AIM
Repeat the entries below word for word, from the line containing "One point marks each instance of the woman in green" through the last line, and omit any pictures from your answer.

EXERCISE MATERIALS start

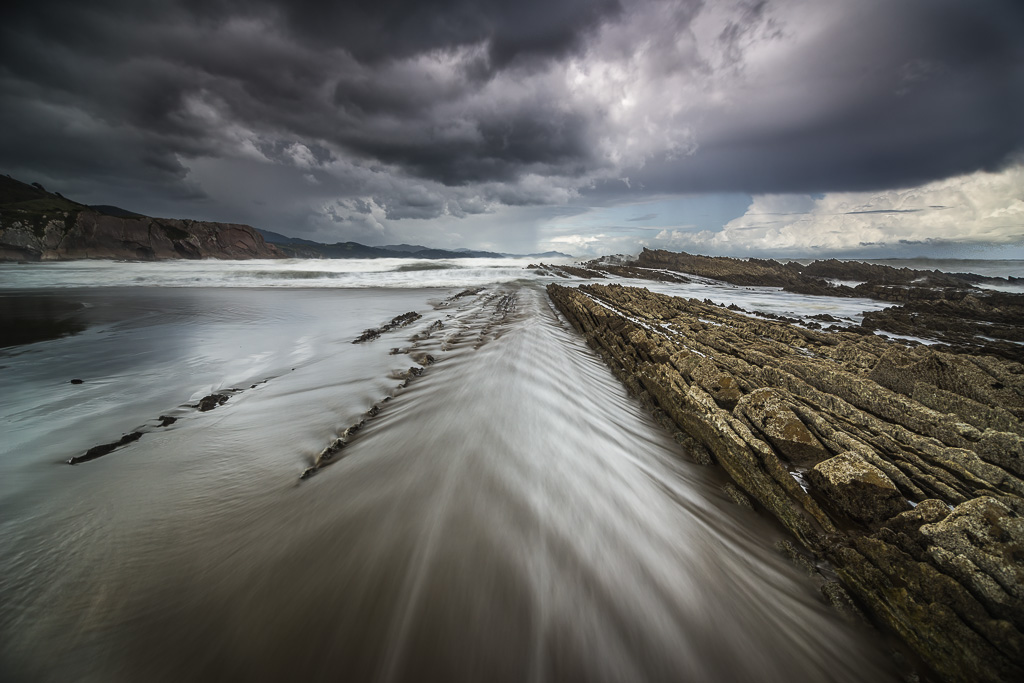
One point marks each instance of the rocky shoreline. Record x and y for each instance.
(898, 468)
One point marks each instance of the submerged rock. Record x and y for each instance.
(857, 488)
(880, 426)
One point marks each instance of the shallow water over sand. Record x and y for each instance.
(511, 515)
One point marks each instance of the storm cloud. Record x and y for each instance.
(452, 110)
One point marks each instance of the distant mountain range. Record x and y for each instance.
(299, 248)
(36, 224)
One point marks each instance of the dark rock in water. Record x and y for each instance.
(858, 488)
(213, 400)
(882, 424)
(99, 451)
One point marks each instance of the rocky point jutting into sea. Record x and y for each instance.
(897, 466)
(488, 501)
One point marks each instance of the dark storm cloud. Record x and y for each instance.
(894, 97)
(422, 109)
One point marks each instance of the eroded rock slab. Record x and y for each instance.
(836, 434)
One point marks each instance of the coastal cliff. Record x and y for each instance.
(900, 470)
(37, 225)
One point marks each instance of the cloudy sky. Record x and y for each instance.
(786, 128)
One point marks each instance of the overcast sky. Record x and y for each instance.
(792, 127)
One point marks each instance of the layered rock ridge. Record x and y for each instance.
(901, 469)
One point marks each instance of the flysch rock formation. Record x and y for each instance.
(900, 469)
(36, 225)
(945, 307)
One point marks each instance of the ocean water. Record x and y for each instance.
(507, 514)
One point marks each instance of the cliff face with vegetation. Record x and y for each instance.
(37, 225)
(900, 470)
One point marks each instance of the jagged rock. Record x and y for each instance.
(213, 400)
(858, 488)
(981, 544)
(767, 411)
(943, 438)
(721, 385)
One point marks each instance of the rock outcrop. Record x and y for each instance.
(902, 468)
(945, 307)
(36, 225)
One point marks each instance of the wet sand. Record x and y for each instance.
(509, 514)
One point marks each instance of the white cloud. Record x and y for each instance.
(979, 209)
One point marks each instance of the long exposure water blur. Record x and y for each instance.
(509, 514)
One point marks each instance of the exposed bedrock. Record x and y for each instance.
(901, 467)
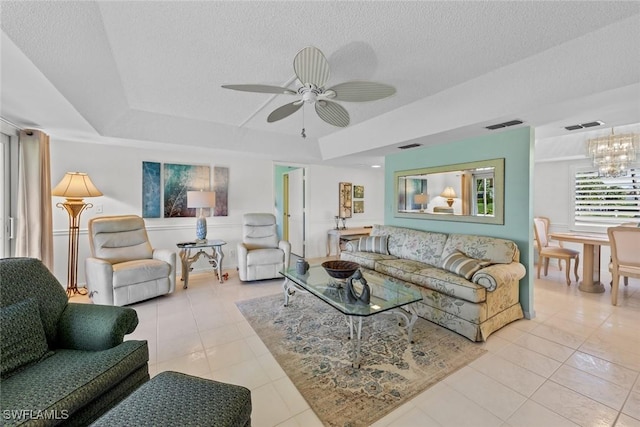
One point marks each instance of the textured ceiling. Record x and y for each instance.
(146, 70)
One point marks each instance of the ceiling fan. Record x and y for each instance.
(312, 70)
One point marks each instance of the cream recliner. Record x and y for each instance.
(261, 255)
(124, 268)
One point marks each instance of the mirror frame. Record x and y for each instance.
(498, 199)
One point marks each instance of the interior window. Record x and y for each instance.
(606, 201)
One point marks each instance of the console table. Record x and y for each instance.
(334, 236)
(214, 258)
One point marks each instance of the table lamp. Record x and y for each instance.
(201, 199)
(449, 194)
(74, 186)
(420, 199)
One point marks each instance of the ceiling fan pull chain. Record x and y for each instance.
(303, 134)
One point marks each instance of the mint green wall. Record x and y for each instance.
(516, 147)
(279, 171)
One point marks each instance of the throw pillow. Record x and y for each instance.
(462, 265)
(22, 336)
(375, 244)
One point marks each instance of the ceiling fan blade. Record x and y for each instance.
(361, 91)
(284, 111)
(261, 89)
(311, 66)
(332, 113)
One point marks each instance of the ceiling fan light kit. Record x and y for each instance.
(312, 70)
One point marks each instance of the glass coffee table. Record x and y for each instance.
(386, 297)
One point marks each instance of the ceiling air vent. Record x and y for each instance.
(404, 147)
(505, 124)
(584, 125)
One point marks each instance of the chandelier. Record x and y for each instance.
(613, 154)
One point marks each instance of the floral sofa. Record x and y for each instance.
(469, 283)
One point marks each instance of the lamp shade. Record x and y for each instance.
(448, 193)
(201, 199)
(76, 185)
(420, 199)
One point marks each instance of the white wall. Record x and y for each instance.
(117, 172)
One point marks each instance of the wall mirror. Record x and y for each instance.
(468, 192)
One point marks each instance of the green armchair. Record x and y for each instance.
(62, 363)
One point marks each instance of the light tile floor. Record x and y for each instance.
(576, 364)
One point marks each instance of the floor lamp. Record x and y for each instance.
(74, 186)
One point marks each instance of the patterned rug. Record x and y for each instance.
(310, 341)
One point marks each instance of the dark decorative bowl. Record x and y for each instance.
(340, 269)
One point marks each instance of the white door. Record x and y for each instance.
(4, 196)
(295, 211)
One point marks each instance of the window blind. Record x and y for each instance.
(606, 201)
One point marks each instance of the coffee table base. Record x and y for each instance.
(355, 322)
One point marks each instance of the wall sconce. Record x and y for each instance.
(201, 199)
(449, 194)
(420, 199)
(74, 186)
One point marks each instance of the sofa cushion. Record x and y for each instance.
(493, 249)
(22, 336)
(375, 244)
(139, 271)
(462, 265)
(399, 268)
(69, 380)
(365, 259)
(416, 245)
(449, 284)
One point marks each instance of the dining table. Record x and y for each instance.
(591, 257)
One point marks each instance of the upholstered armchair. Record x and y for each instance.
(261, 255)
(124, 268)
(66, 360)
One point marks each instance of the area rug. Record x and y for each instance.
(310, 341)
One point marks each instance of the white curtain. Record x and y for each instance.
(35, 225)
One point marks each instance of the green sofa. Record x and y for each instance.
(62, 363)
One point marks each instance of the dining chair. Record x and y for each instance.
(625, 256)
(547, 227)
(628, 224)
(546, 251)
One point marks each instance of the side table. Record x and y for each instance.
(214, 258)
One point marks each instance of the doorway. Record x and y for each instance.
(290, 206)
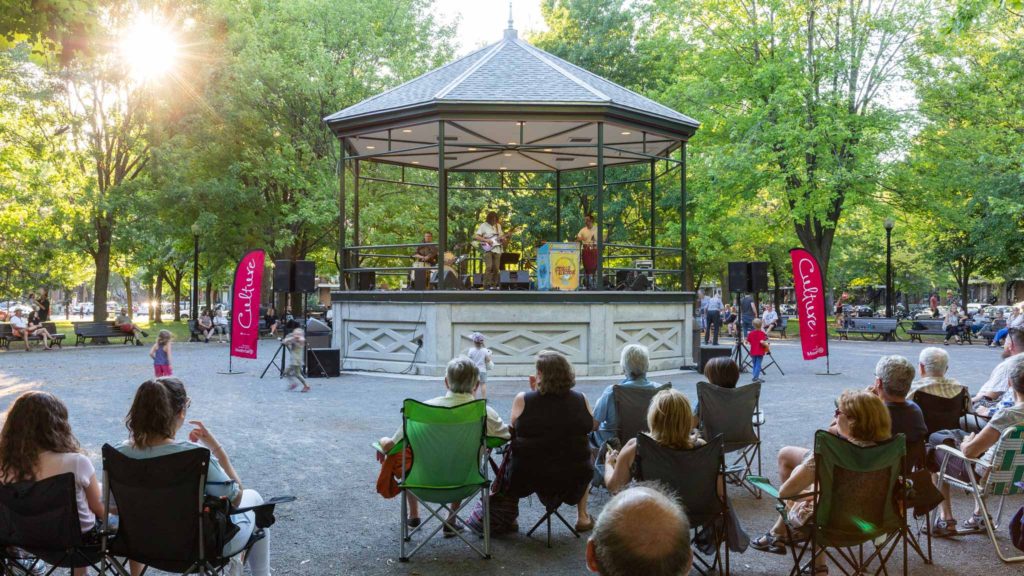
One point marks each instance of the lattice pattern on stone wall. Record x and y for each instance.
(664, 339)
(518, 343)
(382, 340)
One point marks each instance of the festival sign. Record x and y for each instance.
(810, 303)
(245, 304)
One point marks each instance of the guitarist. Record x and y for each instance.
(491, 238)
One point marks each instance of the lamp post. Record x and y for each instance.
(195, 297)
(889, 223)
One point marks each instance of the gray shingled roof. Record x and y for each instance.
(511, 71)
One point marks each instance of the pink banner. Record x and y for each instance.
(245, 304)
(810, 303)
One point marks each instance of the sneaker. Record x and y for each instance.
(941, 528)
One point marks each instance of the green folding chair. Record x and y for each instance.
(1004, 479)
(855, 494)
(449, 448)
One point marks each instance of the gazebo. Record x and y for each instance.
(509, 108)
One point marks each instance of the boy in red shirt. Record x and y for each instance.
(758, 342)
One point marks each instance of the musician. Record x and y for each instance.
(491, 238)
(588, 238)
(426, 255)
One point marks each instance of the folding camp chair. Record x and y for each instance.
(163, 517)
(39, 526)
(449, 465)
(943, 413)
(855, 495)
(735, 414)
(631, 407)
(693, 477)
(1008, 468)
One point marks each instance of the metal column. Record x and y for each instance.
(441, 197)
(600, 205)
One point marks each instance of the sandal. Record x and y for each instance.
(768, 542)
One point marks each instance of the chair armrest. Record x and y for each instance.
(956, 453)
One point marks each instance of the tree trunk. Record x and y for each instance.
(102, 279)
(158, 296)
(128, 298)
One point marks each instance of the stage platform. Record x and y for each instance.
(417, 332)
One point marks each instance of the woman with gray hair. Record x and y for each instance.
(461, 381)
(634, 361)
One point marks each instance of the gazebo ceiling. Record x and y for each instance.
(510, 107)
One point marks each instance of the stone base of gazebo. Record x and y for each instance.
(418, 332)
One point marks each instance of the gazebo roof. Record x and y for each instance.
(510, 107)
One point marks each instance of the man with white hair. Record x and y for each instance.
(641, 531)
(932, 366)
(635, 361)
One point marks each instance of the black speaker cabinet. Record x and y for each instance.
(367, 280)
(759, 277)
(283, 276)
(323, 363)
(739, 281)
(305, 277)
(710, 352)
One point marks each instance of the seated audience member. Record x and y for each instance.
(641, 531)
(672, 425)
(634, 361)
(461, 380)
(769, 319)
(551, 453)
(124, 323)
(860, 418)
(157, 413)
(19, 328)
(204, 325)
(893, 375)
(722, 372)
(996, 387)
(219, 325)
(933, 364)
(980, 446)
(35, 328)
(37, 443)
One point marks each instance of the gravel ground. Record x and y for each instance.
(316, 446)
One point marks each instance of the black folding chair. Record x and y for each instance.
(164, 518)
(631, 407)
(39, 526)
(693, 477)
(735, 414)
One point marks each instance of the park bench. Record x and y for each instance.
(870, 328)
(84, 331)
(921, 328)
(7, 334)
(989, 332)
(780, 327)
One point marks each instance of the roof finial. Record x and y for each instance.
(510, 33)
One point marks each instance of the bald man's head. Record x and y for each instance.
(640, 531)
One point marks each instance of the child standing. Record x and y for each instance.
(296, 343)
(161, 354)
(481, 358)
(758, 341)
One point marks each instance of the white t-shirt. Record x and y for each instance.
(491, 233)
(52, 463)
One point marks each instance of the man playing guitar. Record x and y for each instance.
(492, 240)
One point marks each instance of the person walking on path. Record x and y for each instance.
(714, 314)
(161, 355)
(296, 344)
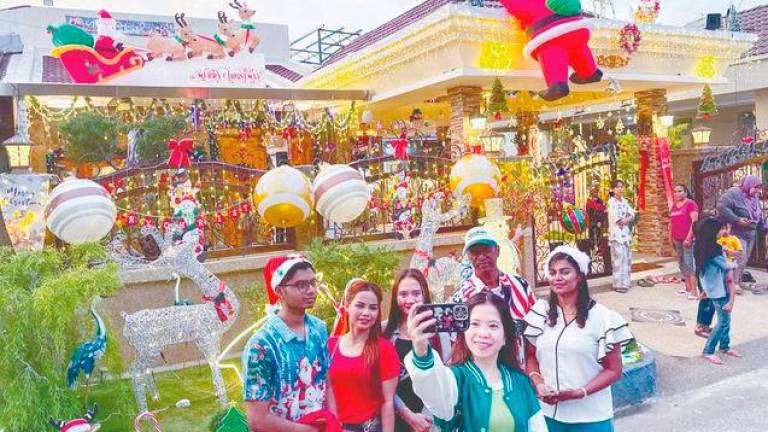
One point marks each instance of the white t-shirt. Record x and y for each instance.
(569, 358)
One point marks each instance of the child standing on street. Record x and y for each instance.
(716, 280)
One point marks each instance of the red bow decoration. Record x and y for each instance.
(132, 219)
(200, 222)
(179, 157)
(224, 308)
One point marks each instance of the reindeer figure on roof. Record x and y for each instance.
(247, 36)
(199, 44)
(149, 331)
(441, 271)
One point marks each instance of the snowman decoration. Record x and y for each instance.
(108, 38)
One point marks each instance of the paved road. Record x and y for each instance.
(695, 396)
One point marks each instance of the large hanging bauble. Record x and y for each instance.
(80, 211)
(574, 220)
(341, 193)
(477, 176)
(283, 197)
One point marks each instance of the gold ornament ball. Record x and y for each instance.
(477, 176)
(283, 197)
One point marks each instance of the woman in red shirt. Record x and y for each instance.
(364, 366)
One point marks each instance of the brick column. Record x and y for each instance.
(653, 229)
(465, 101)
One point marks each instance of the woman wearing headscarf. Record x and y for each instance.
(740, 206)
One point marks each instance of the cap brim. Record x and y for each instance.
(485, 242)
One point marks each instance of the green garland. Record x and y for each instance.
(44, 301)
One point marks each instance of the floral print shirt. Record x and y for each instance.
(289, 372)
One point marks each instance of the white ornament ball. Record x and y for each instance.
(80, 211)
(283, 197)
(341, 193)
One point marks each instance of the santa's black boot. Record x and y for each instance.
(555, 91)
(595, 77)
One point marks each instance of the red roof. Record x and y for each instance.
(755, 20)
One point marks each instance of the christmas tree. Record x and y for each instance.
(233, 420)
(734, 22)
(707, 105)
(498, 100)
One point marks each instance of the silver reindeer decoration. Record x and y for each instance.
(443, 271)
(149, 331)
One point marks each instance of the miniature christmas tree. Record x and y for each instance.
(498, 100)
(707, 105)
(233, 420)
(734, 22)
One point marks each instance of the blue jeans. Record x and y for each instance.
(558, 426)
(706, 312)
(721, 334)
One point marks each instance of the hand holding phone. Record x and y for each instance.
(449, 317)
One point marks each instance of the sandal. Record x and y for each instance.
(714, 359)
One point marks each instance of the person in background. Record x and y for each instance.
(410, 288)
(364, 367)
(285, 362)
(716, 278)
(682, 217)
(574, 348)
(740, 207)
(482, 390)
(620, 218)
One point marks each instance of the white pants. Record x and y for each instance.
(621, 261)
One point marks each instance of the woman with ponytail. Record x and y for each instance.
(364, 365)
(573, 349)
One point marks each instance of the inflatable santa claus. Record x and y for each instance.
(558, 39)
(106, 28)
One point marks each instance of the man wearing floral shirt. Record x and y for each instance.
(285, 362)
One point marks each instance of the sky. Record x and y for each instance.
(303, 16)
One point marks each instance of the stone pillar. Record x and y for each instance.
(526, 138)
(761, 109)
(653, 229)
(465, 101)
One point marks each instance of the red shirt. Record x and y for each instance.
(680, 219)
(358, 398)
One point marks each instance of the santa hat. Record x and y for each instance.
(105, 17)
(275, 271)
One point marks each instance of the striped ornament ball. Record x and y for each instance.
(80, 211)
(574, 220)
(341, 193)
(283, 197)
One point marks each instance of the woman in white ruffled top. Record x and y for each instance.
(573, 348)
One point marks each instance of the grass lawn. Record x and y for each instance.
(193, 383)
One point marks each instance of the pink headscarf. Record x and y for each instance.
(753, 203)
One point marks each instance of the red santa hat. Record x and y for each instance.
(275, 271)
(105, 17)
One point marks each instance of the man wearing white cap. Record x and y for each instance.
(483, 252)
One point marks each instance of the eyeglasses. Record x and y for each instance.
(304, 285)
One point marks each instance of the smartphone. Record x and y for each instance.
(449, 317)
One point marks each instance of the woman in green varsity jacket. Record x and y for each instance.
(482, 390)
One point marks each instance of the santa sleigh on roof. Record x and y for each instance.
(90, 61)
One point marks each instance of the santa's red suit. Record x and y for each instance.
(556, 42)
(105, 43)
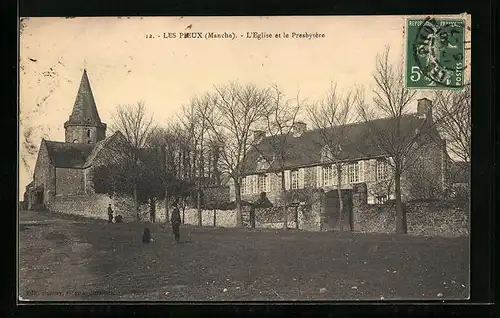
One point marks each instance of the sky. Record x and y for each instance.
(125, 65)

EXERCISE MATERIALS end

FULL OUTPUT
One point marks each instance of the woman in green varsity jacket. Record x and y for each instance.
(482, 390)
One point marks each instance of the santa sleigh on roof. Record x and y for each instance.
(90, 61)
One point marks each instance of the santa's red suit. Record x and y for each instance.
(556, 42)
(105, 43)
One point marks each instance of the sky. Record x and y for each instance.
(125, 65)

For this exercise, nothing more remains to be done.